Hi,
jep, that sounds like a possible issue, easiest thing would be to do a 'su condor' and execute it from there to check ? 
All the rest is looking as expected I am afraid ... 
Best
christoph
-- 
Christoph Beyer
DESY Hamburg
IT-Department
Notkestr. 85
Building 02b, Room 009
22607 Hamburg
phone:+49-(0)40-8998-2317
mail: christoph.beyer@xxxxxxx
Von: "Martin Sajdl" <masaj.xxx@xxxxxxxxx>
An: "htcondor-users" <htcondor-users@xxxxxxxxxxx>, "Josef MitlÃhner" <josef.mitlohner@xxxxxx>
Gesendet: Freitag, 3. April 2020 12:36:36
Betreff: Re: [HTCondor-users] Detecting GPU
Hi guys,
      it seems the issue is that condor_gpu_discovery utility works a
      bit different when it is launched from normal user session in
      Windows or from a context of running service (condor
      deamon)...
      As Josef wrote, it seems it has a limited access to GPU from the
      context of the service, but it is still somehow linked to GPU type
      (this one is very old), because the limitation seems not to be
      there on system with newer GPUs.
      
      Masaj
    
    On 03.04.2020 11:59, Josef MitlÃhner
      wrote:
    
    
      
      C:\>condor_config_val -dump | grep -i gpu
        ENVIRONMENT_FOR_AssignedGPUs = GPU_DEVICE_ORDINAL=/(CUDA|OCL)// 
        CUDA_VISIBLE_DEVICES
        ENVIRONMENT_VALUE_FOR_UnAssignedGPUs = 10000
        MACHINE_RESOURCE_INVENTORY_GPUs =
        $(LIBEXEC)/condor_gpu_discovery -properties
        $(GPU_DISCOVERY_EXTRA)

Problems to work on:
a - Reproduce the GPU detection thread from "As Josef wrote, it" up to and including "with newer GPUs.".
b - In the GPU detection thread, which utility behaves differently when launched from a normal user session than when run from the context of a service?
c - List every configuration setting name that the GPU detection thread shows being assigned a value with an equals sign in the condor_config_val dump output.
The entries that come next are drawn from a separate source.

Extracted information:
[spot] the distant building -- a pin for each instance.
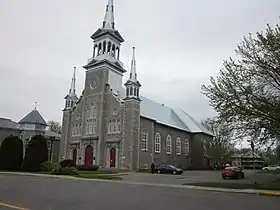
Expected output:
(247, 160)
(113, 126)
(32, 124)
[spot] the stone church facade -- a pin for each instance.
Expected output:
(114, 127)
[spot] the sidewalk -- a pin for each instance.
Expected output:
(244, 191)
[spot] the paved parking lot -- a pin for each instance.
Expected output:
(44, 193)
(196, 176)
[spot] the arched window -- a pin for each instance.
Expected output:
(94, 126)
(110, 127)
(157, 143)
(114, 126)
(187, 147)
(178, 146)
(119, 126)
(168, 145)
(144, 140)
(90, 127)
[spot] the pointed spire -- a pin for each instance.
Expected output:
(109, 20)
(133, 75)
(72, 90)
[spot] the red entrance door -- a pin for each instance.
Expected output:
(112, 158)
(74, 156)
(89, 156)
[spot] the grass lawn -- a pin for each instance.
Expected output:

* * *

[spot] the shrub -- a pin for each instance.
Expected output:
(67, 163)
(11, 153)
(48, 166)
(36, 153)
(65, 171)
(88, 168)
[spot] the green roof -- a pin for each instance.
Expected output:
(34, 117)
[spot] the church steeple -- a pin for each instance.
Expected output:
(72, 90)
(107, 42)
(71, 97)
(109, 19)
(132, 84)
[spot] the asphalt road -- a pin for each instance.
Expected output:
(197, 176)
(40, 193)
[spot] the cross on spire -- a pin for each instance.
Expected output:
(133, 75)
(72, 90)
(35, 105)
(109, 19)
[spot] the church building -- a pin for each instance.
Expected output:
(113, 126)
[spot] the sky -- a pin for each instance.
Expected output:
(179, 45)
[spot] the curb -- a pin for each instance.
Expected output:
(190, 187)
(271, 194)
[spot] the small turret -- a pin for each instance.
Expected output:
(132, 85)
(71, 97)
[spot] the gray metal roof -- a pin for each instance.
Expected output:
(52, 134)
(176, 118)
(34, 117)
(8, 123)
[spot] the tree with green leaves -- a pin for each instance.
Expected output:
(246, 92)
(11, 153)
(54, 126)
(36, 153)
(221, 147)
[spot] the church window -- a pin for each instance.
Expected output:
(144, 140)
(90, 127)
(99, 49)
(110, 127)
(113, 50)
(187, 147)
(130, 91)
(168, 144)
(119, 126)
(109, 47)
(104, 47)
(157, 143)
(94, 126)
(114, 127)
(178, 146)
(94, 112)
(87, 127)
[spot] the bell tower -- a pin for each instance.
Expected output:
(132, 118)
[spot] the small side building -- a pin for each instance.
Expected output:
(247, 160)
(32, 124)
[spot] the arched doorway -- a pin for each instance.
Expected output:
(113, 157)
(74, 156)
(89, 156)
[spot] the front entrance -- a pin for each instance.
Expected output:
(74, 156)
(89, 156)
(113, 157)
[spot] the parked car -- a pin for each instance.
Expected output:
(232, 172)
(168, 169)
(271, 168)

The results:
a -
As Josef wrote, it seems it has a limited access to GPU from the
      context of the service, but it is still somehow linked to GPU type
      (this one is very old), because the limitation seems not to be
      there on system with newer GPUs.

b - condor_gpu_discovery

c -
ENVIRONMENT_FOR_AssignedGPUs
ENVIRONMENT_VALUE_FOR_UnAssignedGPUs
MACHINE_RESOURCE_INVENTORY_GPUs